-------- Supplied records

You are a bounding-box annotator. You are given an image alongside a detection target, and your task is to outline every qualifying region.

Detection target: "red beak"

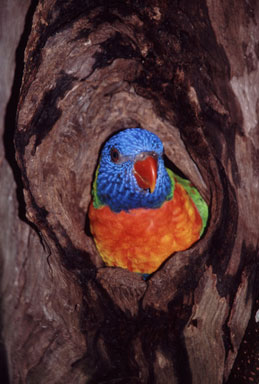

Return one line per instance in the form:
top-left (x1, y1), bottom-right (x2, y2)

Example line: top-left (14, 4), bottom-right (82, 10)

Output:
top-left (134, 156), bottom-right (157, 193)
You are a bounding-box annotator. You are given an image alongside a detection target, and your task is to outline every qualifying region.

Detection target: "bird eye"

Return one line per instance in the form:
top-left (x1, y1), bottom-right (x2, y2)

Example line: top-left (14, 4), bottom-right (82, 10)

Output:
top-left (111, 148), bottom-right (120, 163)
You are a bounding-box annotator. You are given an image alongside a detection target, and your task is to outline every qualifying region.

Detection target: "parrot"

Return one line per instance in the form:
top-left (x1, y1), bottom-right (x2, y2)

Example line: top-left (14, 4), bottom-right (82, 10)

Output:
top-left (88, 128), bottom-right (208, 276)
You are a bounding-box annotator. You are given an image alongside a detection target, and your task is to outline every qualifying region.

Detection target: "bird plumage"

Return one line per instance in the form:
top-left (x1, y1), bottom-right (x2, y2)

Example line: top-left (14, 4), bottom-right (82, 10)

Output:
top-left (89, 128), bottom-right (208, 273)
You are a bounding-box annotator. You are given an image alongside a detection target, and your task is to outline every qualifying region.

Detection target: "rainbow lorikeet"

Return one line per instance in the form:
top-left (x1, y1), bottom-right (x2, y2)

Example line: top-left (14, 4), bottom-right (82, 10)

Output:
top-left (89, 128), bottom-right (208, 274)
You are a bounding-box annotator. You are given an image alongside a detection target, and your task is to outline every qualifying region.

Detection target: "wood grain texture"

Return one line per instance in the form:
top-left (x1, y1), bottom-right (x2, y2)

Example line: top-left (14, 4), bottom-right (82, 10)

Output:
top-left (1, 0), bottom-right (259, 384)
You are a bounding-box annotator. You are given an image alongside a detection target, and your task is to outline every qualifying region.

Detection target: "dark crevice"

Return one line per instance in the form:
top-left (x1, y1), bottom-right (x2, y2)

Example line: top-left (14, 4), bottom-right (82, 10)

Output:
top-left (3, 0), bottom-right (38, 223)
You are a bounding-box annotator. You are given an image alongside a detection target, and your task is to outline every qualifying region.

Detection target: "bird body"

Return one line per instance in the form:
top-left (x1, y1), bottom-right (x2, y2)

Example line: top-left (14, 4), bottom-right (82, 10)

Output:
top-left (89, 128), bottom-right (208, 274)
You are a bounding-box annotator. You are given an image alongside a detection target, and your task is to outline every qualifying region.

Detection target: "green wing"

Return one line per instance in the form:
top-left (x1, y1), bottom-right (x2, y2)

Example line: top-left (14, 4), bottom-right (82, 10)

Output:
top-left (166, 168), bottom-right (209, 236)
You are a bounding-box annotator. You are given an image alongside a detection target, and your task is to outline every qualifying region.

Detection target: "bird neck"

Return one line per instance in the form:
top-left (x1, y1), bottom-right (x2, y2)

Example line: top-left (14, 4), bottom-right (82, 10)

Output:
top-left (92, 167), bottom-right (175, 212)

----------------

Put every line of the material above into a JSON list of strings, one string per line, with blank lines omitted. Leave the pictures out of the list.

▶ [Exercise result]
[
  "You are a bounding-box annotator. You are given an image alongside a detection target, and your task is to outline every qualifying region.",
  "Detection target: \"red beak\"",
  "Return one line per instance in the form:",
  "top-left (x1, y1), bottom-right (x2, y2)",
  "Example line: top-left (14, 4), bottom-right (82, 10)",
  "Output:",
  "top-left (134, 156), bottom-right (157, 193)",
  "You are a bounding-box annotator. You are given an image alongside a detection target, and your task is to outline every qualifying region.",
  "Detection target: \"bird eye\"",
  "Return one line per instance in the form:",
  "top-left (x1, y1), bottom-right (x2, y2)",
  "Example line: top-left (14, 4), bottom-right (82, 10)",
  "Output:",
  "top-left (111, 148), bottom-right (120, 163)",
  "You are a bounding-box annotator. You are given an image alongside a detection target, and your task is to outline every qualifying region.",
  "Detection target: \"parrot\"",
  "Return one line per instance in the form:",
  "top-left (x1, y1), bottom-right (x2, y2)",
  "Example line: top-left (14, 4), bottom-right (82, 10)",
  "Output:",
  "top-left (88, 128), bottom-right (208, 276)",
  "You are a bounding-box annotator. You are given an image alongside a detection target, and your task is to outline every qualifying region.",
  "Detection target: \"bird plumage\"",
  "Return one line per instance in the form:",
  "top-left (x1, y1), bottom-right (x2, y2)",
  "Example line: top-left (14, 4), bottom-right (82, 10)",
  "Output:",
  "top-left (89, 128), bottom-right (208, 273)",
  "You are a bounding-box annotator. You are given an image alongside a detection target, and your task is to outline every qualifying region.",
  "Detection target: \"rainbow lorikeet\"",
  "Return one line per instance in the form:",
  "top-left (x1, y1), bottom-right (x2, y2)",
  "Example line: top-left (14, 4), bottom-right (82, 10)",
  "Output:",
  "top-left (89, 128), bottom-right (208, 274)",
  "You are a bounding-box annotator. You are given an image alongside a detection target, and your task is to outline every qualifying region.",
  "Detection target: \"wood grain texture\"",
  "Return one line per instance in the form:",
  "top-left (x1, y1), bottom-right (x2, y2)",
  "Example line: top-left (14, 4), bottom-right (82, 10)",
  "Output:",
  "top-left (1, 0), bottom-right (259, 384)",
  "You are a bounding-box annotator. You are given an image alongside a detection target, and your task is to outline every qualifying region.",
  "Detection target: \"dark crevice\"",
  "Return one line per instance in the form:",
  "top-left (x1, y1), bottom-right (x2, y2)",
  "Example line: top-left (14, 4), bottom-right (82, 10)",
  "Output:",
  "top-left (3, 0), bottom-right (38, 223)",
  "You are a bounding-box annotator. You are given an image alongside a detection target, and your task is to outline every qualifying region.",
  "Detection target: \"bird body\"",
  "Return one line per instance in the form:",
  "top-left (x1, y1), bottom-right (x2, y2)",
  "Example line: top-left (14, 4), bottom-right (82, 10)",
  "Output:",
  "top-left (89, 128), bottom-right (208, 274)",
  "You are a bounding-box annotator. You are given an image alongside a detection target, and your task is to outline every qualifying region.",
  "Detection target: \"green wing\"",
  "Return one line per instance in the form:",
  "top-left (x1, y1), bottom-right (x2, y2)",
  "Example line: top-left (14, 4), bottom-right (82, 10)",
  "Output:",
  "top-left (166, 168), bottom-right (209, 236)",
  "You are a bounding-box annotator. You are given an image alongside a detection target, and your task is to outline every qualifying region.",
  "Detection target: \"bird neck\"",
  "Return one line per instance in the form:",
  "top-left (x1, y1), bottom-right (x2, y2)",
  "Example line: top-left (14, 4), bottom-right (82, 10)",
  "Output:",
  "top-left (92, 167), bottom-right (175, 212)"
]